- **WHAT IS BEING ASKED**
Count the lines in the items below that contain the string "chandelier", treating case as significant, and reply with only that number.

-- start RAW RECORDS --

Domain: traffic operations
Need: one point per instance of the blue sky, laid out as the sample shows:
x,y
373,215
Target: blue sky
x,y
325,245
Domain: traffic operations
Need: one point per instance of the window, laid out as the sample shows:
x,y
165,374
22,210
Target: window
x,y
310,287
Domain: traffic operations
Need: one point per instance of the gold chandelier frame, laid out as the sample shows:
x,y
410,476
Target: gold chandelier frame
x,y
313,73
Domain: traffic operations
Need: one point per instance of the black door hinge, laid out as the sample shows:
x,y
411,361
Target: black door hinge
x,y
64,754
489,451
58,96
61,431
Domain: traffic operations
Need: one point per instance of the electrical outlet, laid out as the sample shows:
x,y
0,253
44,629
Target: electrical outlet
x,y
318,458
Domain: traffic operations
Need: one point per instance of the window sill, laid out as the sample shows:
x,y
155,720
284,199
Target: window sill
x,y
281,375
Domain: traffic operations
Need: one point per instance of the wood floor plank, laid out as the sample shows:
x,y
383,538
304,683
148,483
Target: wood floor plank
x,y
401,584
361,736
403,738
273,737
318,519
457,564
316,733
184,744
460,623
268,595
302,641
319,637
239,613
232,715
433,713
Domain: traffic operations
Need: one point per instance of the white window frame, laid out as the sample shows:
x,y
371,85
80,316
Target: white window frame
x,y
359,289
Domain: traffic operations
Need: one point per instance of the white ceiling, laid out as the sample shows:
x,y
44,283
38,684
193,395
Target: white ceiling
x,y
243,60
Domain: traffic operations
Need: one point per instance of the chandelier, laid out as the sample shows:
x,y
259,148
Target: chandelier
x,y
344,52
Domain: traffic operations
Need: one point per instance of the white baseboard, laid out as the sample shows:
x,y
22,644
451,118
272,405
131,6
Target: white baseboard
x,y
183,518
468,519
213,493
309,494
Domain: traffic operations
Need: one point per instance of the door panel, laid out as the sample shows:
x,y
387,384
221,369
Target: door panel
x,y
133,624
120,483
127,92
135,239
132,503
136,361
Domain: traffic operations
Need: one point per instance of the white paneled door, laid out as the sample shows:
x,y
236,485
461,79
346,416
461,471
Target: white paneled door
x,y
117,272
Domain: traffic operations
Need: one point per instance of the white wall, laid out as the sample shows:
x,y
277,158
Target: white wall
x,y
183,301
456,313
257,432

-- end RAW RECORDS --

- **FULL RESPONSE**
4